§ **Exercise instructions**
Rewrite every line of the entries that follow, requests included, and rescale each coordinate in the answers by multiplying it by 2.6 and rounding to the nearest whole number, with halves rounded up.

§ **Records to process**

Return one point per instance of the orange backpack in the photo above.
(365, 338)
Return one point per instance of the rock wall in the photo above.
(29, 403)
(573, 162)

§ **The completed task**
Return one point per instance of the orange backpack in the photo above.
(949, 879)
Return one point per instance of the rock wall in the photo above.
(75, 1048)
(1490, 421)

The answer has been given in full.